REQUIRED TASK A -> Reproduce the stretch of the Sky High interim report from "Turnover for the" through "for Transport ('DfT')".
REQUIRED TASK B ->
Using the Sky High interim report, decide whether each statement agrees with it. Answer yes or no for each, and quote the words that decide it.
(i) UK Traffic turnover rose by 28%.
(ii) Gross margins in the period fell to 33%.
(iii) Australia Traffic turnover was up 31% on the prior year.
REQUIRED TASK C -> Translate this sentence from the Sky High interim report into French: "Turnover for the half year increased by 31% to GBP2,989k (2010: GBP2,278k) with revenue growth in both the UK and Australia which is encouraging."

PAGE EXCERPT ->
TIDMSKHG
RNS Number : 0883U
Sky High PLC
16 December 2011
Sky High Plc
Interim Report for the Six Months to 30 September 2011
Sky High Plc ('Sky High' or the 'Group'), the data collection
and analysis group, today announces its results for the six months
ended 30 September 2011.
Highlights
The results show turnover and profit growth compared to the
equivalent period last year despite the challenging economic
conditions.
-- Results show profit before tax for the period of GBP153k (2010: GBP299k: loss).
-- UK Traffic turnover up by 28% to GBP1,656k (2010: GBP1,291k).
-- Australia Traffic turnover was up 51% on prior year at GBP1,115k (2010: GBP735k).
-- The Board is confident that the Group is well positioned to
take advantage of opportunities as the market improves further.
For further information, please contact:
Sky High Plc WH Ireland Limited
Mark Mattison, Chief Executive Katy Mitchell
Officer
Tel: 01937 833 933 Tel: 0113 394 6600
Chairman's Statement
I am pleased to present the Interim Report for Sky High Plc for
the six month period to 30 September 2011.
Results
I am delighted to report that the Group achieved a significantly
improved performance for the first six months of this year compared
to the same period last year despite continued economic
uncertainty, especially in the UK. The Group profit before tax for
the first six months of the year is GBP153k compared to a loss of
GBP299k for the equivalent period last year.
Turnover for the half year increased by 31% to GBP2,989k (2010:
GBP2,278k) with revenue growth in both the UK and Australia which
is encouraging. Gross margins in the period also increased to 37%
(2010: 33%). Gross margins in the UK trading businesses were 1%
down on the prior year due to the combined effect of a lower gross
margin on the contract with the Department for Transport ('DfT')

GIVEN INFORMATION ->

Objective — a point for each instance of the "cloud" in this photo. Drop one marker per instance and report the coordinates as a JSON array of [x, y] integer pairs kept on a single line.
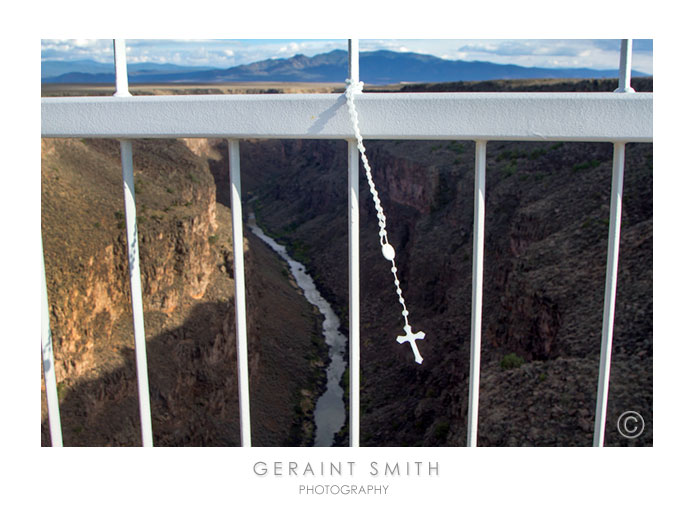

FULL RESPONSE A ->
Turnover for the half year increased by 31% to GBP2,989k (2010:
GBP2,278k) with revenue growth in both the UK and Australia which
is encouraging. Gross margins in the period also increased to 37%
(2010: 33%). Gross margins in the UK trading businesses were 1%
down on the prior year due to the combined effect of a lower gross
margin on the contract with the Department for Transport ('DfT')

FULL RESPONSE B ->
(i) Yes: "UK Traffic turnover up by 28% to GBP1,656k (2010: GBP1,291k)."
(ii) No: "Gross margins in the period also increased to 37% (2010: 33%)."
(iii) No: "Australia Traffic turnover was up 51% on prior year at GBP1,115k"

FULL RESPONSE C -> Le chiffre d'affaires du semestre a augmenté de 31 % pour atteindre 2 989 k GBP (2010 : 2 278 k GBP), avec une croissance des revenus au Royaume-Uni comme en Australie, ce qui est encourageant.